### [Data shown]
-- Opening Marker --
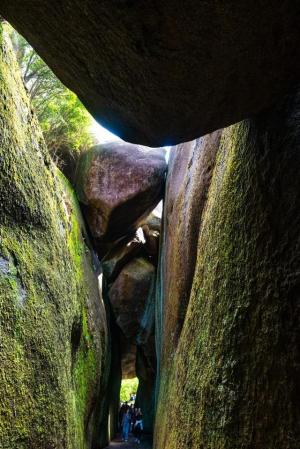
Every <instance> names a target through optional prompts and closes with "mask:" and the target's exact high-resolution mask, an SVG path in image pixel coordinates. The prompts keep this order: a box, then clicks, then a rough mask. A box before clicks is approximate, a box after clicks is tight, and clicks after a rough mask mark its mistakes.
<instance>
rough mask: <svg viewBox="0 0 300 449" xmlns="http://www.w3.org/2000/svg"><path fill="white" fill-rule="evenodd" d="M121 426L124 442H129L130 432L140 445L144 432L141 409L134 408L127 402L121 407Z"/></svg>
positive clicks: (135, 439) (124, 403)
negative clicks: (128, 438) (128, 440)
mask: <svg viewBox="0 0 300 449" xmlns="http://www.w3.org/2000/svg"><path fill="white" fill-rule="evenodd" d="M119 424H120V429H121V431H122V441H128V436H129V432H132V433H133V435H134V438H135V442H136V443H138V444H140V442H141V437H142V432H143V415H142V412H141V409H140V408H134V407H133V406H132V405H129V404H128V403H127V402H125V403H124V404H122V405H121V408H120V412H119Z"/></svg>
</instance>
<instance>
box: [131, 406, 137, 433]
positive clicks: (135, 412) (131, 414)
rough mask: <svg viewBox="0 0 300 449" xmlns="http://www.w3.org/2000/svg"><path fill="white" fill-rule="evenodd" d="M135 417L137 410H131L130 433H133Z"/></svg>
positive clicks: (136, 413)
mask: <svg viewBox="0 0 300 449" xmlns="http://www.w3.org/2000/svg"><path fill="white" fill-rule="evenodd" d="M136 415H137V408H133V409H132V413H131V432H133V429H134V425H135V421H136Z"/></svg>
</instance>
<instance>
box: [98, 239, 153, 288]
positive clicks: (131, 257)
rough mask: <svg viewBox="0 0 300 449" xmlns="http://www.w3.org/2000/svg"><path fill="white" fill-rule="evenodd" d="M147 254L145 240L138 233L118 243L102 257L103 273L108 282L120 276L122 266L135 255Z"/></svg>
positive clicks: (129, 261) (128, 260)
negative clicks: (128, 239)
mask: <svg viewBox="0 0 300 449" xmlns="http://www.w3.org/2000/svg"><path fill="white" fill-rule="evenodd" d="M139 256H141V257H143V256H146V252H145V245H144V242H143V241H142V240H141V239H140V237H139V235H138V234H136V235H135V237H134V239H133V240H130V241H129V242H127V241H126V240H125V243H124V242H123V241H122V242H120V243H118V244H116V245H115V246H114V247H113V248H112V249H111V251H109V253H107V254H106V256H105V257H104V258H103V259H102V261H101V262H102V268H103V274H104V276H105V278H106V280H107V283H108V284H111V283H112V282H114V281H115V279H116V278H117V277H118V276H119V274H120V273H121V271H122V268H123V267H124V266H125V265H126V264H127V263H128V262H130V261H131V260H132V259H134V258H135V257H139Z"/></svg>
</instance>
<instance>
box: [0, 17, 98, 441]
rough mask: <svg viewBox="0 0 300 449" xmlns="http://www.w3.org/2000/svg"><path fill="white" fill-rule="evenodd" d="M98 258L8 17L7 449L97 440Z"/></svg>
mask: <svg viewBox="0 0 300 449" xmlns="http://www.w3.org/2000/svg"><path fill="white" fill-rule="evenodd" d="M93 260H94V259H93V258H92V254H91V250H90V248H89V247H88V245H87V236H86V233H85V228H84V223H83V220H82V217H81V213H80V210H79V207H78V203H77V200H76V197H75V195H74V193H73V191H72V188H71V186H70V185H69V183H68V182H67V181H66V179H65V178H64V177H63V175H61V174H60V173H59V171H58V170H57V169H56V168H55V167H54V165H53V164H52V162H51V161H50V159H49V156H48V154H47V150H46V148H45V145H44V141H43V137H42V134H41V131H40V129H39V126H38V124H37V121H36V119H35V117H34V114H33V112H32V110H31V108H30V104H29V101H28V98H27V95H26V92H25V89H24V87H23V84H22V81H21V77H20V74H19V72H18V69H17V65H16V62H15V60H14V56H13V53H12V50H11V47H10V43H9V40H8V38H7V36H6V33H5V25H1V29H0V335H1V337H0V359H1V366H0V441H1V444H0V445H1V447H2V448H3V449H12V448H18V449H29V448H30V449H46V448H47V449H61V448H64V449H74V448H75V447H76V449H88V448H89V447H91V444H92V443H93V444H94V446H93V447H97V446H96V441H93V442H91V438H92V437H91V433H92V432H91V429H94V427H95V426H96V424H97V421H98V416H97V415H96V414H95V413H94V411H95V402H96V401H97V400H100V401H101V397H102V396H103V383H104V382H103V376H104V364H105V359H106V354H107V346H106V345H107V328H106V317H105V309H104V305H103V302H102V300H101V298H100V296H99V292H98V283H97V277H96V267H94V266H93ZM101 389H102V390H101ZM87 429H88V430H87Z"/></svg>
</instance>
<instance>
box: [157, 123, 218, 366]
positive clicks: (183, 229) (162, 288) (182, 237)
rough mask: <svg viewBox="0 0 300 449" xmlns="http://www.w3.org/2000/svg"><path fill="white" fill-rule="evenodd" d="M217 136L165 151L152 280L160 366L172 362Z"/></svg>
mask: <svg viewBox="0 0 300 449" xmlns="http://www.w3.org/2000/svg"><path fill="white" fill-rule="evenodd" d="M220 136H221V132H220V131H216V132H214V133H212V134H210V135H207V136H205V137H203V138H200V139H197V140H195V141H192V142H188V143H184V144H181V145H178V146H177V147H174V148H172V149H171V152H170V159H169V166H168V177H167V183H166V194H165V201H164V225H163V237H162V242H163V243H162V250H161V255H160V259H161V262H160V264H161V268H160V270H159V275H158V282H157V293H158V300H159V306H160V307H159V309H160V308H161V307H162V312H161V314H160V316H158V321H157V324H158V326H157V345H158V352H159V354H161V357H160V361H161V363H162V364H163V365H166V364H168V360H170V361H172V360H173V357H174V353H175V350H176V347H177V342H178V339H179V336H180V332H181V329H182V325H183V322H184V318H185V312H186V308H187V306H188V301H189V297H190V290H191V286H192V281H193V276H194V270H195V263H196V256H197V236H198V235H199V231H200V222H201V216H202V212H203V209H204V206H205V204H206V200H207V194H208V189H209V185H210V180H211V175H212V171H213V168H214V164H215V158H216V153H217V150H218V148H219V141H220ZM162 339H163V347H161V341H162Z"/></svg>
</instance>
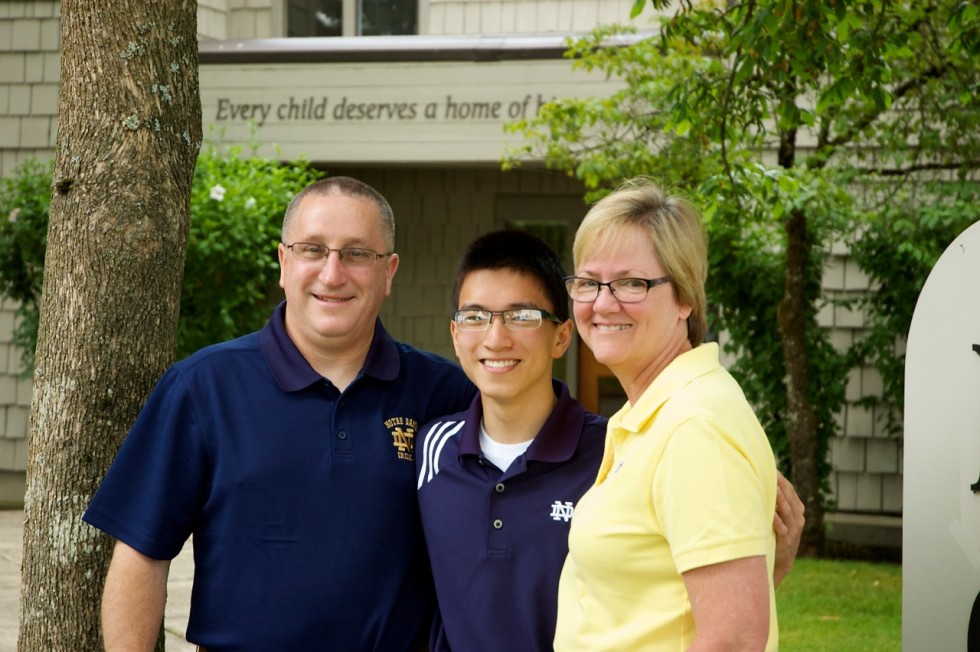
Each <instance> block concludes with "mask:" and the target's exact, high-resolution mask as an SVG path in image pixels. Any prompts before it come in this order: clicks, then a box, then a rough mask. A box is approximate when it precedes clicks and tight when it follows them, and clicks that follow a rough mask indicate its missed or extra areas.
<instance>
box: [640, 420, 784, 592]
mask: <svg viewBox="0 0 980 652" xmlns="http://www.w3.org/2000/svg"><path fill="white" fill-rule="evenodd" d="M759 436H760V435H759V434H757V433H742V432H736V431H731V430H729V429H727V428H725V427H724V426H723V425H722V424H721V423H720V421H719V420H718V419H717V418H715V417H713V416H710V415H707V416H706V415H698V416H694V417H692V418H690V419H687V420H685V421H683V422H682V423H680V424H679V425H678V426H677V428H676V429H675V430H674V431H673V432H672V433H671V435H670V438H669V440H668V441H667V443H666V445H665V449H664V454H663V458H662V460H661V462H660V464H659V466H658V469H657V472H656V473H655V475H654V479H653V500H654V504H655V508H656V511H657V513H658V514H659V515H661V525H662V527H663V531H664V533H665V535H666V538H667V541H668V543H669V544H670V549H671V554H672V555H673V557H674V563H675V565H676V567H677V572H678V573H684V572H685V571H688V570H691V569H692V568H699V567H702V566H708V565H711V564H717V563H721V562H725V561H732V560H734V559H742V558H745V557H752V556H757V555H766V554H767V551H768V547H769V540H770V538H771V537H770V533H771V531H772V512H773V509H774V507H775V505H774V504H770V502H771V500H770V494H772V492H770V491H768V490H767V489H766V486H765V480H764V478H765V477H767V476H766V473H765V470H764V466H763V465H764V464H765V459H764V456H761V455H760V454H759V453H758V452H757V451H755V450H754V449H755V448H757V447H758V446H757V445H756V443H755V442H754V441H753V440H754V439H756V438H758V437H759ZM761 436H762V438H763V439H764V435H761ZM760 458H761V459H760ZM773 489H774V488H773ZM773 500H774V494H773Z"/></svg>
-- Closing Marker --
-- Opening Marker --
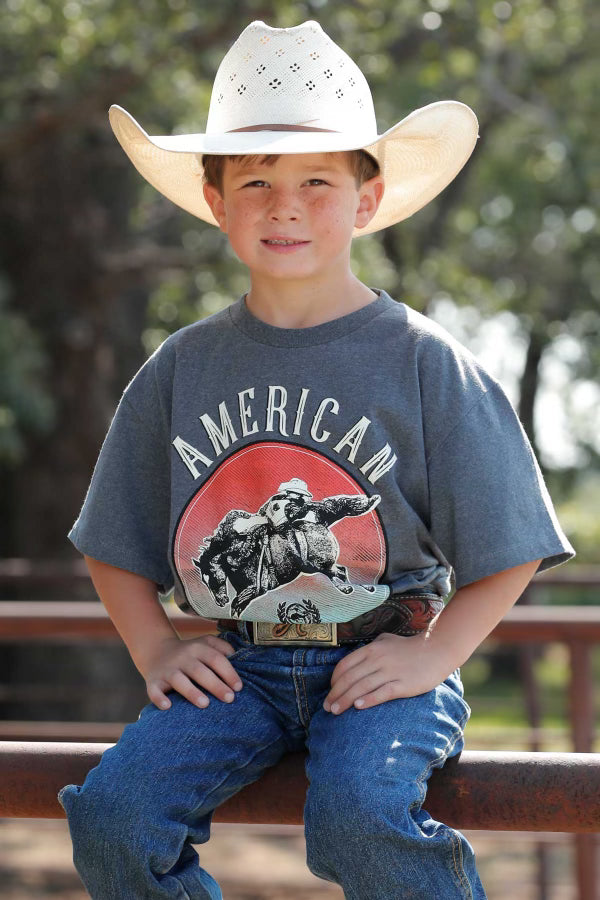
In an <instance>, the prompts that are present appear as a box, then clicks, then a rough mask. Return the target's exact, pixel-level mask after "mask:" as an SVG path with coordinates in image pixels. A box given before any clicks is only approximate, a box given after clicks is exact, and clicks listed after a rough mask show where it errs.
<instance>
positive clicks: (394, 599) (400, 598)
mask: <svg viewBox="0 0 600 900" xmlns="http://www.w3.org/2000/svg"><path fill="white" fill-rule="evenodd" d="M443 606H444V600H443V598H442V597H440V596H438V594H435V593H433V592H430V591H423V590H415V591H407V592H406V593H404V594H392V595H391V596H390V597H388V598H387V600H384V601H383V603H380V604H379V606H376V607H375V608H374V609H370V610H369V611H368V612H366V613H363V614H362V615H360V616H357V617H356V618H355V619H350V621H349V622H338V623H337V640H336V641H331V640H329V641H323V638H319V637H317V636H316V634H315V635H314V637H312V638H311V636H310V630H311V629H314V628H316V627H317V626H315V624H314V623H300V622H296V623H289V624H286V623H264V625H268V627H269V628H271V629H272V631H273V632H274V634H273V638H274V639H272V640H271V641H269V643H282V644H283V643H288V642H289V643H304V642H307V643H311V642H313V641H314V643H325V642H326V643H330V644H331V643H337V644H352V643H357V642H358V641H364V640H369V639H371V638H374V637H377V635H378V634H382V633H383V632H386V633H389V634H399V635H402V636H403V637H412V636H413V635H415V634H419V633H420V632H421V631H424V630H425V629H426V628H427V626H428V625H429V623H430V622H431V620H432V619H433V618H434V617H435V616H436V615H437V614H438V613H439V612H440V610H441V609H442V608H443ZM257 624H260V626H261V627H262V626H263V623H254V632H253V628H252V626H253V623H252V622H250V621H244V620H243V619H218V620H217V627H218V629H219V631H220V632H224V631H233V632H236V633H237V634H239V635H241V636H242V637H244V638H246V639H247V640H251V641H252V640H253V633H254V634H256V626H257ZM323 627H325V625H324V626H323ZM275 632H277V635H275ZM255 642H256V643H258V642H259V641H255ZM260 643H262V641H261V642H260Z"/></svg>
-- Closing Marker --
### [Prompt]
What you return must be an exact retyping of the lines above starting at the line with "254L145 240L138 233L118" and ending at the line with "box: [0, 17, 98, 441]", and nothing besides.

### [Solution for this problem]
rough mask: <svg viewBox="0 0 300 449" xmlns="http://www.w3.org/2000/svg"><path fill="white" fill-rule="evenodd" d="M147 254L145 240L138 233L118 243L102 257L103 273L108 282L120 276L122 266L135 255Z"/></svg>
positive clicks: (129, 261) (128, 260)
negative clicks: (128, 239)
mask: <svg viewBox="0 0 300 449" xmlns="http://www.w3.org/2000/svg"><path fill="white" fill-rule="evenodd" d="M139 256H141V257H143V256H146V252H145V245H144V242H143V241H142V240H141V239H140V237H139V235H138V234H136V235H135V237H134V239H133V240H130V241H129V242H127V241H126V240H125V243H124V242H123V241H122V242H120V243H118V244H116V245H115V246H114V247H113V248H112V249H111V251H109V253H107V254H106V256H105V257H104V258H103V259H102V261H101V262H102V268H103V274H104V276H105V278H106V280H107V283H108V284H111V283H112V282H114V281H115V279H116V278H117V277H118V276H119V274H120V273H121V271H122V268H123V267H124V266H125V265H126V264H127V263H128V262H130V261H131V260H132V259H134V258H135V257H139Z"/></svg>
</instance>
<instance>
box: [0, 17, 98, 441]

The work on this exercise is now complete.